(Object point labels)
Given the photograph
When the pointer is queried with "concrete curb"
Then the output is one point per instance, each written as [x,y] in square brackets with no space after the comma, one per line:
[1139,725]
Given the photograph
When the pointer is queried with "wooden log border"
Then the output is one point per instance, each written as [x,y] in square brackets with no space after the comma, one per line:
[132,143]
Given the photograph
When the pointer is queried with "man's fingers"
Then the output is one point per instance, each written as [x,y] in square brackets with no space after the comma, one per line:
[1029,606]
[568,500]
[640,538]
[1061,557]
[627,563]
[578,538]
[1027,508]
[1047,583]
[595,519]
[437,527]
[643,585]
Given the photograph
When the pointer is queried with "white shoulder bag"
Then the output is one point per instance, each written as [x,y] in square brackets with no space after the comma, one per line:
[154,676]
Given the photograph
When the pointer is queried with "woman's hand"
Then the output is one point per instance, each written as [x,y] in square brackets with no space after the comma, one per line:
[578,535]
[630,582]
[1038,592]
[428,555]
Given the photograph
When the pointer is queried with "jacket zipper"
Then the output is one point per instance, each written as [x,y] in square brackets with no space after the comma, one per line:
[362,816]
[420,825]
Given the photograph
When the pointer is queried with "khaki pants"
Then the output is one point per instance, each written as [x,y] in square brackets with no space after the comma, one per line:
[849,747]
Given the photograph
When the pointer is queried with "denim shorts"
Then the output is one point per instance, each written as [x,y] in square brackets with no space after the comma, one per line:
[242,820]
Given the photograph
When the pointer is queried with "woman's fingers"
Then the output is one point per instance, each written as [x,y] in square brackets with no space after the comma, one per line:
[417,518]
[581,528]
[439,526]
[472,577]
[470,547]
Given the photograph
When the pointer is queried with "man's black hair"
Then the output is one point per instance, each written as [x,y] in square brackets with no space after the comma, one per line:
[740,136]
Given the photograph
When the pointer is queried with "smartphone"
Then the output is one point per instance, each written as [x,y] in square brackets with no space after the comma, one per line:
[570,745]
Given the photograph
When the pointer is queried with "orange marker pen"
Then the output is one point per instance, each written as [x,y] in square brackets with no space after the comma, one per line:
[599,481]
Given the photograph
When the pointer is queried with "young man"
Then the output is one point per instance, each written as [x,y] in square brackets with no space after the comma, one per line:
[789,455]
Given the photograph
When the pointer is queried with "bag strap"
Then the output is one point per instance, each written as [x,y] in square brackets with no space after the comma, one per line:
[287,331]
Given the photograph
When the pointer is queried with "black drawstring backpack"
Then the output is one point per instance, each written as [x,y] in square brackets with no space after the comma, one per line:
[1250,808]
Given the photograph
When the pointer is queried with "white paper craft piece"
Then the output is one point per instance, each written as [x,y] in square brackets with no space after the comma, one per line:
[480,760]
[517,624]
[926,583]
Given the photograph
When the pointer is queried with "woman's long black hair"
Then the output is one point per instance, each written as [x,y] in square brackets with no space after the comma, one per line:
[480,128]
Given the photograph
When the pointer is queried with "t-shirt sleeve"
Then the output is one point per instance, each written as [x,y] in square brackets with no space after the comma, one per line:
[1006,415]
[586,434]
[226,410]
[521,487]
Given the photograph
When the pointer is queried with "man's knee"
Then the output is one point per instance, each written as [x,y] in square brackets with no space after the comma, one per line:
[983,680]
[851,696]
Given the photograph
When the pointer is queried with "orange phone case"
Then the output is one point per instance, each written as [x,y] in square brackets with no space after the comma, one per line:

▶ _Problem to work on_
Extract every line above that contains the string "orange", treating uppercase and lowercase letters as distinct.

▶ _Complete response_
When the pointer is queried with "orange marker pen"
When the pointer is queried with "orange phone case"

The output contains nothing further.